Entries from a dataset
---+---
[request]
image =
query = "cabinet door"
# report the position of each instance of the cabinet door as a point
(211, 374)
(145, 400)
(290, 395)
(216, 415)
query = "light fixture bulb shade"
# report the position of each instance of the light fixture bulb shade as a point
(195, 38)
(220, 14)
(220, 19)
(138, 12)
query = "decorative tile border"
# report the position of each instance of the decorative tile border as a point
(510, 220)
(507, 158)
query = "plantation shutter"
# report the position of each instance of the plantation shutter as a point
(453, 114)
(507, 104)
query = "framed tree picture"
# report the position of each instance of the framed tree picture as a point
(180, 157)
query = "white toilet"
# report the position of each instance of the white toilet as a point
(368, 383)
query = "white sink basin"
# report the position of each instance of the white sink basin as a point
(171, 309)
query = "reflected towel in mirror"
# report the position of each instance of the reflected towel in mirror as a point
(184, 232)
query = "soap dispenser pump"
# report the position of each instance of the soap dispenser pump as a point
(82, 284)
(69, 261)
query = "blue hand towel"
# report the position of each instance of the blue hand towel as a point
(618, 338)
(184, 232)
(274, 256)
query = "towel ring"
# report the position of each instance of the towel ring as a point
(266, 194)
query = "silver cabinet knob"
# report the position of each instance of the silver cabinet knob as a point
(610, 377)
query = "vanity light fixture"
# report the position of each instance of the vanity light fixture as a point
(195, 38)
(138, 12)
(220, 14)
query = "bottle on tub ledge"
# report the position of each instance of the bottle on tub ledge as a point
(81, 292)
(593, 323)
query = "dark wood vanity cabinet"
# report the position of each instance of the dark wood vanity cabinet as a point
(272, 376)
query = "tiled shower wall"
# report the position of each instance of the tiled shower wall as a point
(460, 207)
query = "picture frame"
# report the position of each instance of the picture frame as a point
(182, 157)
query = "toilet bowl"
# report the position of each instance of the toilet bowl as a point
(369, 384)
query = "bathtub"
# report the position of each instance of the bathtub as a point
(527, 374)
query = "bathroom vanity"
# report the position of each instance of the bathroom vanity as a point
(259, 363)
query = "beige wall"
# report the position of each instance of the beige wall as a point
---+---
▶ _Task description_
Quote each line of the listing above exactly.

▶ _Output below_
[request]
image =
query = "cabinet door"
# report the position of each instance of the cabinet door as a point
(211, 374)
(145, 400)
(290, 395)
(216, 415)
query = "light fixture bulb shade"
# report the position of each instance of the light fixture bulb shade as a point
(195, 38)
(220, 14)
(220, 19)
(138, 12)
query = "decorative tile border"
# report the position of each instance of the decorative tile border as a point
(510, 220)
(507, 158)
query = "plantation shutter"
# report the position of each instance of the plantation shutter as a point
(453, 114)
(507, 104)
query = "framed tree picture"
# report the position of each instance of the framed tree picture as a point
(180, 157)
query = "white toilet"
# report the position of each instance of the white toilet as a point
(368, 383)
query = "white sink basin"
# report the position of each instance of the white sink basin as a point
(171, 309)
query = "reflected towel in mirror"
# report the position of each instance of the reflected towel in mirror as a point
(184, 232)
query = "soap dispenser pump"
# report the position of each instance of the soap dispenser pump as a point
(82, 284)
(69, 261)
query = "blue hand towel"
# report the position of each instance of the blue hand towel as a point
(618, 338)
(184, 232)
(274, 256)
query = "towel ring"
# report the position of each instance of the towel ring as a point
(266, 194)
query = "silver cabinet knob"
# report the position of each instance of the silver cabinet knob as a point
(610, 377)
query = "vanity light fixture"
# report the position of each instance of the vanity light fixture as a point
(195, 38)
(138, 12)
(220, 14)
query = "bottle on tub ledge"
# report the position of each instance of the bottle on tub ledge as a point
(81, 292)
(593, 323)
query = "dark wood vanity cabinet"
# report the position of each instance of the dark wood vanity cabinet as a point
(272, 376)
query = "tiled shower wall"
# report the position of each instance of the tiled shower wall as a point
(460, 207)
query = "picture frame"
# report the position of each instance of the picture frame as a point
(182, 157)
query = "toilet bowl"
# report the position of each instance of the toilet bowl as a point
(369, 384)
query = "bathtub"
# report the position of each instance of the bathtub as a point
(527, 374)
query = "bathroom vanity"
# report the position of each instance of the bathroom vanity as a point
(259, 363)
query = "beige wall"
# report the position of each instance of the beige wall as a point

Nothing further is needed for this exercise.